#### Supplied information
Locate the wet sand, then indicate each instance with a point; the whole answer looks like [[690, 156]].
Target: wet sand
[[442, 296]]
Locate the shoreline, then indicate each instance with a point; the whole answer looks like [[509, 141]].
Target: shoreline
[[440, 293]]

#### What the task asks
Reproduce the listing above, substituting "damp sand" for every occurrence of "wet sand" and keeping everything else the same.

#### Solution for this problem
Locate the damp sand, then indicate each instance with a point; the whole answer looks like [[690, 156]].
Target: damp sand
[[442, 296]]
Locate the shoreline, then indicate each instance with a point; the whole answer looks like [[509, 141]].
Target: shoreline
[[440, 293]]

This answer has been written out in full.